**WORK TO BE COMPLETED**
Using the data below, repeat all of it precisely.

[Coordinate annotation records]
::::::::::

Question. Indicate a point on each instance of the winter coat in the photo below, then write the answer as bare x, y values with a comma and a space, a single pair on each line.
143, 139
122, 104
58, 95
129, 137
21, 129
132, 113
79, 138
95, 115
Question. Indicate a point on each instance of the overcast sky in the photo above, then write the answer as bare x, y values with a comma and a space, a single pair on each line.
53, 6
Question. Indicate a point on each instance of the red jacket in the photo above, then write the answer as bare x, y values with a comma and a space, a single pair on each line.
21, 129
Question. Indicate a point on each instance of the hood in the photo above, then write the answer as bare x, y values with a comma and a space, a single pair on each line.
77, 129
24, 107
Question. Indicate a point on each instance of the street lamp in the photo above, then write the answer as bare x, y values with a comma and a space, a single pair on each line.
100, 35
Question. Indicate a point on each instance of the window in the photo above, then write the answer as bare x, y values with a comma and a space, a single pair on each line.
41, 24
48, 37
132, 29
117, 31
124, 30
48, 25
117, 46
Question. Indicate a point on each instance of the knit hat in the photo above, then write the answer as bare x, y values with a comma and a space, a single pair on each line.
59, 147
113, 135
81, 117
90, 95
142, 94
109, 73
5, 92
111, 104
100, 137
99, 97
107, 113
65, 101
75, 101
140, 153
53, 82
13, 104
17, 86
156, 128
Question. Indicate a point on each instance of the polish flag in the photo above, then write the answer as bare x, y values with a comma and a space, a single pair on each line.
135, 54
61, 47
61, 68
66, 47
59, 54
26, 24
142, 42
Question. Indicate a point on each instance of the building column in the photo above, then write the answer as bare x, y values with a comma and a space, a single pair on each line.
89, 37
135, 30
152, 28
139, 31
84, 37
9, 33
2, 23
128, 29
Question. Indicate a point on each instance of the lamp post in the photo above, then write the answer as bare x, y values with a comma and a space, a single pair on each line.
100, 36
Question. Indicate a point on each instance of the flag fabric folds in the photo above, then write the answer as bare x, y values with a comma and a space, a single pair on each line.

::::::::::

**RESPONSE TO THIS TASK**
Question. Indicate a point on each instance of the winter coat in the photo below, then write the answer as bare x, y values with a comma and a space, a single pair on each line.
143, 139
122, 104
58, 95
129, 137
21, 129
132, 113
79, 138
95, 115
Question. Indicate a point on each instance of the overcast sky in the photo above, then write the answer as bare x, y values with a comma and a space, a single pair on each line.
53, 6
Question. Indicate a point on each instance of the red jacket in the photo above, then write the answer as bare x, y values with a comma and a space, a single pair on each line.
21, 129
Question. Indicate a point on each instance of the hood in the photo above, then write the answer as bare x, y values with a comma and a space, a single pair on each line.
77, 129
24, 107
Question. Indicate a point on each instance of the street lamp in the photo above, then write the answer as bare x, y values with a comma and a space, a single pair on each line.
100, 35
Question. Indicate a point on each instance of the window in the photo above, then write the answer as bare x, y values with a comma and a space, a single pair on each line.
41, 24
48, 37
132, 29
117, 31
124, 30
48, 25
117, 46
Question. Indicate a point on each instance of the knit hat in the photo above, then write the answer as bare x, y values with a comma and a space, a single pair on each line.
59, 147
113, 135
81, 117
90, 95
142, 94
109, 73
5, 92
111, 104
100, 137
99, 97
107, 113
65, 101
75, 101
140, 153
53, 82
13, 104
17, 86
156, 128
Question. Indicate a point on each instance of the polish flag in the photo above, then write the answer as bare x, y values with a comma and a space, a single pair on each line.
135, 54
61, 47
61, 68
66, 47
59, 54
26, 24
142, 42
Question. Indicate a point on each instance of the building column in the photo above, then write the answer as bare x, y values with a comma and a space, a single pair on each line.
89, 37
135, 30
152, 28
139, 31
84, 37
9, 33
2, 23
128, 29
Question. Indicate a point on each instance of the lamp post in the photo above, then write the answer as bare x, y values with a comma and a space, a single pair on each line.
100, 36
Question. Indicate a point on each instance of the flag fabric folds in the photo above, then write the answer as bare x, y values with a comma and a space, a single pair on each line.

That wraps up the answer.